[Natural language region descriptions]
☆ ☆ ☆ ☆ ☆
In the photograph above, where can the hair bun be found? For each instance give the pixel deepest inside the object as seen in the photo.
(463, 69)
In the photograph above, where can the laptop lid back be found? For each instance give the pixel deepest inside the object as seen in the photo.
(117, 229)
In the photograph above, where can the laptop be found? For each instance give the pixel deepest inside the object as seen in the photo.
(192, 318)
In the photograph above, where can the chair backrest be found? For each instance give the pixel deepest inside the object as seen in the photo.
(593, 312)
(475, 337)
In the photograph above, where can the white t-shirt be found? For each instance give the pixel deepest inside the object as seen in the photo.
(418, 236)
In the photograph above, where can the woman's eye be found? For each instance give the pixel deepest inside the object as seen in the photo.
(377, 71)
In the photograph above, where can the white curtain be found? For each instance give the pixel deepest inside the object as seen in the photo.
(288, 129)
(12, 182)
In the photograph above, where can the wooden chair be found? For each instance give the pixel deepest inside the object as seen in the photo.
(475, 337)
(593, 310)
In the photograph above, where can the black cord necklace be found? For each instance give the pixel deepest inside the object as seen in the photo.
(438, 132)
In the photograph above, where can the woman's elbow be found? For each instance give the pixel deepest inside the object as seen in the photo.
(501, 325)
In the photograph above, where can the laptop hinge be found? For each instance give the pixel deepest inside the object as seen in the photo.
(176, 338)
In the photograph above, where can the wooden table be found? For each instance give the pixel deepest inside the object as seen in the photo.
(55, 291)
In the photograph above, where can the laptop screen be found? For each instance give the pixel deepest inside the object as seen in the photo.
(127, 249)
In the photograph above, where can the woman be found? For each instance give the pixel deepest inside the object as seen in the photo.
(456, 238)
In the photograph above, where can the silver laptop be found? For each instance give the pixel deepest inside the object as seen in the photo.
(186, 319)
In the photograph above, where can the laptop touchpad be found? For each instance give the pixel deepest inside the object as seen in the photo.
☆ ☆ ☆ ☆ ☆
▶ [WORK REQUEST]: Would you please reproduce the entries above word for word?

▶ [THE COMPLETED TASK]:
In the photograph above, where can the hair bun be found? For each instance give the pixel deepest inside the object as seen in the photo.
(463, 69)
In the photograph above, where can the laptop lid back be found? For each instance give the pixel deepest inside the object as seen in the photo.
(117, 229)
In the photograph above, where can the laptop be found? For each instance give the pixel deepest inside the object as seen in the photo.
(192, 318)
In the photograph above, where can the chair backrest be found? For each instance give the pixel deepest inside the object as seen in the photo.
(593, 312)
(475, 337)
In the photograph above, where can the white t-shirt be found? For each instance give the pixel deepest inside the object as seen in the photo.
(418, 236)
In the photograph above, where can the woman's eye be found? For each instance give the pixel deepest inside the object as seen in the photo.
(377, 71)
In the photograph above, where can the white curtain be found? For each instance give the pixel deepest inside the object as seen in the photo.
(288, 129)
(12, 182)
In the photograph above, where can the wooden chair be found? For each instance give the pixel deepest inside the object as seen in the photo.
(475, 337)
(593, 310)
In the photograph above, where can the black cord necklace be found? For each instance give the pixel deepest inside the object as seen in the photo.
(438, 132)
In the photograph above, where can the woman's elbow be found? For each instance give the pixel deepest inside the object as seen in the photo.
(501, 325)
In the photograph above, where can the laptop hinge be found? For each instance give the pixel deepest inside the object as seen in the photo.
(176, 338)
In the photograph above, where can the wooden table be found? For each instance give the pixel deepest inside the object as seen in the photo.
(55, 291)
In the photograph above, where can the laptop screen be found? For each instance give the pixel deepest inside the object as seen in the photo.
(127, 249)
In the photograph above, where can the woman be found? For each instance give the pixel deepest inside the object as seen in the photo.
(456, 238)
In the photograph above, where can the silver laptop be found? For each instance give the pixel deepest inside the object as seen in the photo.
(186, 319)
In the photograph above, where can the laptop touchpad be found? For each instance give the pixel deepest inside the object as seen in the photo.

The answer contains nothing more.